▸ Exercise materials:
══════════════════════════════

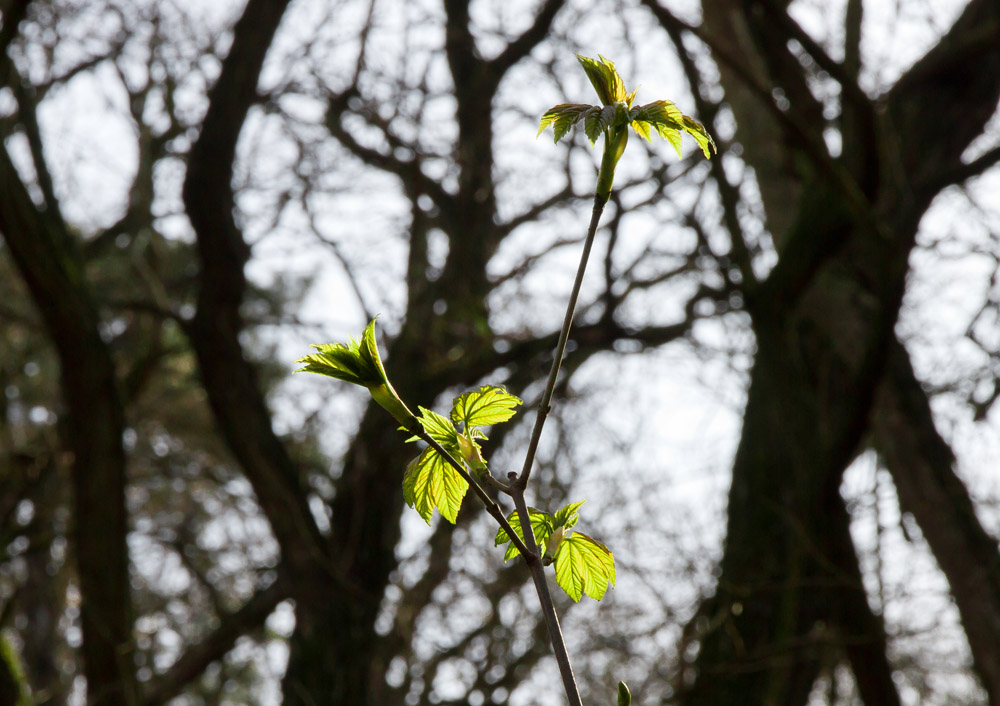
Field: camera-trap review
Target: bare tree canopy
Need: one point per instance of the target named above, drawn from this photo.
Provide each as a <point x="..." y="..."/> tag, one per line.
<point x="190" y="193"/>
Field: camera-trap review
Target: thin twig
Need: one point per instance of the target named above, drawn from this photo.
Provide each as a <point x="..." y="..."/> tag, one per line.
<point x="534" y="561"/>
<point x="518" y="482"/>
<point x="491" y="506"/>
<point x="521" y="481"/>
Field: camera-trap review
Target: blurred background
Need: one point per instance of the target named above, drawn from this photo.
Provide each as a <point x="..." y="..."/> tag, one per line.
<point x="779" y="398"/>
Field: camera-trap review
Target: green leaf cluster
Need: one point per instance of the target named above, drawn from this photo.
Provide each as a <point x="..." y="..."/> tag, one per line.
<point x="359" y="363"/>
<point x="614" y="116"/>
<point x="583" y="565"/>
<point x="430" y="482"/>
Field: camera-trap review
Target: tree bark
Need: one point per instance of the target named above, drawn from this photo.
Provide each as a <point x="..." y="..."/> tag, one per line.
<point x="824" y="325"/>
<point x="93" y="424"/>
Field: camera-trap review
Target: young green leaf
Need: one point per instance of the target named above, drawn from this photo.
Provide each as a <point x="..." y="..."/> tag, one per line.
<point x="670" y="123"/>
<point x="541" y="527"/>
<point x="489" y="405"/>
<point x="584" y="565"/>
<point x="569" y="515"/>
<point x="438" y="428"/>
<point x="431" y="483"/>
<point x="564" y="116"/>
<point x="624" y="695"/>
<point x="604" y="77"/>
<point x="358" y="363"/>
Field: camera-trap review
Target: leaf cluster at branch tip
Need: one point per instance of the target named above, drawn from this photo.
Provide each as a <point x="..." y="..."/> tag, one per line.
<point x="617" y="113"/>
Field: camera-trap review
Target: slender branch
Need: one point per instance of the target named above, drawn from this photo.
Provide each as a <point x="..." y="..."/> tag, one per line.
<point x="544" y="407"/>
<point x="491" y="506"/>
<point x="537" y="569"/>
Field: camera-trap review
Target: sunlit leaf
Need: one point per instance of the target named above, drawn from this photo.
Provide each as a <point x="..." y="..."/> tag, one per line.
<point x="489" y="405"/>
<point x="358" y="362"/>
<point x="569" y="515"/>
<point x="624" y="695"/>
<point x="597" y="121"/>
<point x="604" y="77"/>
<point x="541" y="526"/>
<point x="584" y="565"/>
<point x="562" y="117"/>
<point x="431" y="483"/>
<point x="438" y="428"/>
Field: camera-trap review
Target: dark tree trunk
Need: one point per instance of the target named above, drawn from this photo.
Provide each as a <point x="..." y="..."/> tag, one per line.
<point x="790" y="586"/>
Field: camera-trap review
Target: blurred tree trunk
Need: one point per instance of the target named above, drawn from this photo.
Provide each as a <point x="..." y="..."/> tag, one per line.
<point x="790" y="589"/>
<point x="92" y="425"/>
<point x="338" y="582"/>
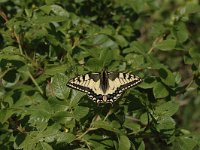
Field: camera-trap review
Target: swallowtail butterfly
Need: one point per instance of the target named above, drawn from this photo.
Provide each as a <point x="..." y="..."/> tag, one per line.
<point x="104" y="87"/>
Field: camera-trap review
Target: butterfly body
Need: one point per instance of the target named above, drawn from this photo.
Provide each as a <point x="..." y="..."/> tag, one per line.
<point x="104" y="87"/>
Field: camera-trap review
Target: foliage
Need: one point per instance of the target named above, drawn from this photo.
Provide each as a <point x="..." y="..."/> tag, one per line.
<point x="45" y="43"/>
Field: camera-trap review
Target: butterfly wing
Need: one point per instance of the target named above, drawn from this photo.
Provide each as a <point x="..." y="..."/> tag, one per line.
<point x="118" y="82"/>
<point x="84" y="83"/>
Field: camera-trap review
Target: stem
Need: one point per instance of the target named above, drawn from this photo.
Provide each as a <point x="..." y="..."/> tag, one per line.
<point x="36" y="84"/>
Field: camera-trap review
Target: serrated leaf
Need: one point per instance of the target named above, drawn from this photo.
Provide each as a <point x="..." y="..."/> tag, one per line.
<point x="5" y="114"/>
<point x="124" y="143"/>
<point x="167" y="76"/>
<point x="80" y="112"/>
<point x="160" y="91"/>
<point x="65" y="137"/>
<point x="58" y="86"/>
<point x="181" y="32"/>
<point x="185" y="143"/>
<point x="166" y="125"/>
<point x="167" y="109"/>
<point x="166" y="45"/>
<point x="192" y="8"/>
<point x="43" y="146"/>
<point x="106" y="126"/>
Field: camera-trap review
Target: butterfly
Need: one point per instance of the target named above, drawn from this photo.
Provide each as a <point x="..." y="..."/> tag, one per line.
<point x="104" y="87"/>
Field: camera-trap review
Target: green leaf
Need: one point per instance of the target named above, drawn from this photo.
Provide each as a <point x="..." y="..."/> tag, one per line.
<point x="80" y="112"/>
<point x="167" y="76"/>
<point x="5" y="114"/>
<point x="141" y="146"/>
<point x="181" y="32"/>
<point x="185" y="143"/>
<point x="166" y="45"/>
<point x="43" y="146"/>
<point x="166" y="125"/>
<point x="160" y="91"/>
<point x="124" y="143"/>
<point x="58" y="86"/>
<point x="106" y="126"/>
<point x="65" y="137"/>
<point x="192" y="8"/>
<point x="167" y="109"/>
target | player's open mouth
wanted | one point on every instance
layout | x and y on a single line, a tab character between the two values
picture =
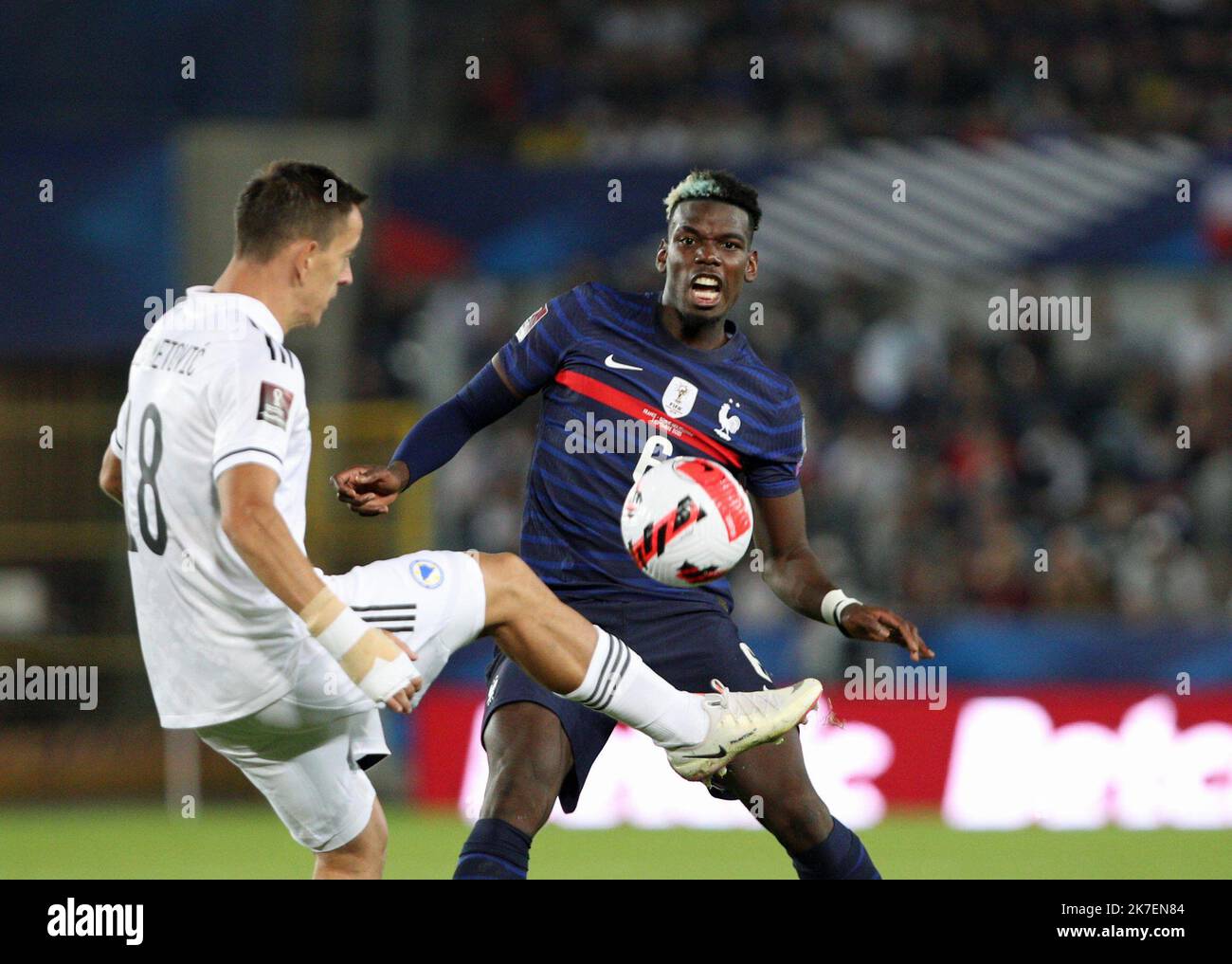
705	291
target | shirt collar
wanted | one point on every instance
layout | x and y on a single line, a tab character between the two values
253	307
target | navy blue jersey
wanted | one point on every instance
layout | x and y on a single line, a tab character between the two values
610	375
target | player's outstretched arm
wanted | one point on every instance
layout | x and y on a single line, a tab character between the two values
377	661
371	489
796	575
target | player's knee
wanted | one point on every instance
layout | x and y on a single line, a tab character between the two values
528	761
797	817
521	791
509	583
361	857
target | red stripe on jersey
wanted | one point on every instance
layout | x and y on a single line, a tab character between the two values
661	421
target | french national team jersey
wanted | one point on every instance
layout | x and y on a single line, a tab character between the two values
611	376
209	388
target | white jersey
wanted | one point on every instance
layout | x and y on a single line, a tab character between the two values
210	388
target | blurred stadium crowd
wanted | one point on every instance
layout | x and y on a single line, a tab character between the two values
672	78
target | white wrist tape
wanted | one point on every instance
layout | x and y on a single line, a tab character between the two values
377	664
833	604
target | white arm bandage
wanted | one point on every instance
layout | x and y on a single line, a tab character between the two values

══════════════════════════════

Reproduce every line of the records above word for word, leaving out the pictures.

▸ Result:
Field: camera-trap review
Target: bare tree canopy
Need: one point per instance of the target named above, drawn from this photo.
Provide each as a <point x="..." y="..."/> tag, one per line.
<point x="190" y="193"/>
Field: camera-trap review
Target: thin twig
Need: one point per instance of the target named above, drawn from this photo.
Provide each as a <point x="..." y="..."/> tag, one per line.
<point x="534" y="561"/>
<point x="518" y="482"/>
<point x="491" y="506"/>
<point x="521" y="481"/>
Field: camera-trap review
Target: blurred background
Need: one point per instance of the target named above, drawn from this photo.
Provide each as a <point x="..." y="..."/> tag, one per line.
<point x="779" y="398"/>
Field: camera-trap review
Target: green leaf cluster
Need: one point per instance of the target named above, drawn from this photo.
Provide each as a <point x="..." y="..."/> tag, one per line.
<point x="359" y="363"/>
<point x="614" y="116"/>
<point x="583" y="565"/>
<point x="430" y="482"/>
Field: camera-trap review
Target: tree bark
Need: one point per instance of the target named above, drawn from this photo.
Provide each as a <point x="..." y="..."/> tag, one per line.
<point x="824" y="325"/>
<point x="93" y="424"/>
Field: camera-trap review
Target: young green leaf
Need: one point per instance of the target named above, drawn from this photo.
Provide each as a <point x="..." y="..."/> tag, one per line.
<point x="670" y="123"/>
<point x="541" y="527"/>
<point x="489" y="405"/>
<point x="584" y="565"/>
<point x="569" y="515"/>
<point x="438" y="428"/>
<point x="431" y="483"/>
<point x="564" y="116"/>
<point x="624" y="695"/>
<point x="604" y="77"/>
<point x="358" y="363"/>
Field: camera-trap review
Target: leaf cluster at branch tip
Need: one point per instance of the target named above, drawn from this photo.
Provide each as a <point x="..." y="..."/> tag, one per line.
<point x="617" y="113"/>
Field: camera-trap review
Target: slender branch
Need: one point per instance of the target named above, drawn from this photo.
Provide each as a <point x="..." y="..."/> tag, one per line.
<point x="544" y="407"/>
<point x="491" y="506"/>
<point x="537" y="569"/>
Field: camera-trap review
Target: sunlit leaf
Need: one point per instance of the target named above, drawn from this photo.
Provide each as a <point x="..." y="..."/> tag, one per line.
<point x="489" y="405"/>
<point x="358" y="362"/>
<point x="569" y="515"/>
<point x="624" y="695"/>
<point x="597" y="121"/>
<point x="604" y="77"/>
<point x="541" y="526"/>
<point x="584" y="565"/>
<point x="562" y="117"/>
<point x="431" y="483"/>
<point x="438" y="428"/>
Field: camera-trap review
Target: dark tree trunk
Need: one point per instance of the target named above, drawn from this photo.
Provide each as a <point x="..." y="..."/> tag, one per line.
<point x="790" y="586"/>
Field: camera-trap review
Target: blurred tree trunk
Need: one point per instance of the target named above, drawn from this photo.
Provide each as a <point x="..." y="..."/> tag, one per line.
<point x="790" y="589"/>
<point x="92" y="425"/>
<point x="338" y="582"/>
Field: camera-trap review
Target: swallowtail butterfly
Need: one point per instance of the target named above, drawn from this photo.
Provide each as a <point x="..." y="..."/> tag, one per line.
<point x="104" y="87"/>
Field: camera-trap review
Target: butterfly body
Need: one point per instance of the target named above, drawn from this photo.
Provide each as a <point x="..." y="..."/> tag, one per line.
<point x="104" y="87"/>
Field: camera-trap review
Target: foliage
Need: one point per instance of the target named above, drawn from this photo.
Provide each as a <point x="..." y="..."/> tag, one per line.
<point x="45" y="43"/>
Field: camera-trap review
Target: butterfly wing
Need: one point per instance of the target named above, drawn from this photo.
Provide each as a <point x="..." y="..."/> tag, one per line.
<point x="118" y="82"/>
<point x="84" y="83"/>
Field: camera-trap review
Target: stem
Need: one point per instance of the target named above, drawn from this photo.
Provide each as a <point x="..." y="..."/> tag, one per line.
<point x="36" y="84"/>
Field: camera-trap review
Target: serrated leaf
Need: one point per instance of the target named above, drawn from this photo.
Provide each as a <point x="..." y="..."/> tag, one per line.
<point x="5" y="114"/>
<point x="124" y="143"/>
<point x="167" y="76"/>
<point x="80" y="112"/>
<point x="160" y="91"/>
<point x="65" y="137"/>
<point x="58" y="86"/>
<point x="181" y="32"/>
<point x="185" y="143"/>
<point x="166" y="125"/>
<point x="167" y="109"/>
<point x="166" y="45"/>
<point x="192" y="8"/>
<point x="43" y="146"/>
<point x="106" y="126"/>
Field: camera-trap review
Target: butterfly
Need: one point per instance of the target named above, drawn from this photo.
Provide each as a <point x="..." y="..."/> tag, one per line.
<point x="104" y="87"/>
Field: camera-trap review
Target: green leaf
Need: one point per instance of the target named above, drawn from this photo.
Provide each as a <point x="..." y="..."/> tag, one per line.
<point x="80" y="112"/>
<point x="167" y="76"/>
<point x="5" y="114"/>
<point x="141" y="146"/>
<point x="181" y="32"/>
<point x="185" y="143"/>
<point x="166" y="45"/>
<point x="43" y="146"/>
<point x="166" y="125"/>
<point x="160" y="91"/>
<point x="124" y="143"/>
<point x="58" y="86"/>
<point x="106" y="126"/>
<point x="65" y="137"/>
<point x="192" y="8"/>
<point x="167" y="109"/>
target | player's open mouth
wanted | one point on every instance
layout | x and y on a single line, a tab character between the two values
picture =
705	291
target | shirt collar
wanted | one point on every instance
layout | x and y on a single line, a tab character between the two values
253	307
target | navy blue jersey
wanted | one point on every instance
layout | x and y on a single line, a tab character between the two values
610	375
target | player's outstretched arm
wanted | one point on every instance
layout | x and y on a single line, a tab character between the two values
377	661
371	489
796	575
target | player's knee
wanted | one point on every instance
layout | x and y on a single line, a tab character between the two values
528	761
797	817
521	791
509	583
361	857
target | red stripe on jersey
wanted | one point on every instance
layout | x and y on a single line, a tab character between the two values
661	421
target | french national team jersey
wanted | one point on every instance
layout | x and y on a single line, a tab character between the two values
611	376
209	388
target | white jersey
wanted | one point on every instance
layout | x and y on a single line, a tab character between the two values
210	388
target | blurred stadium crowd
wanted | one point on every instance
layout | x and y on a single line, a tab character between the two values
672	78
target | white wrist tape
wanted | one point on every instance
layout | x and y on a single line, a tab character between the two values
377	664
833	604
target | white arm bandage
wanted | one point on every instance
layout | x and y on a single line, a tab character between the two values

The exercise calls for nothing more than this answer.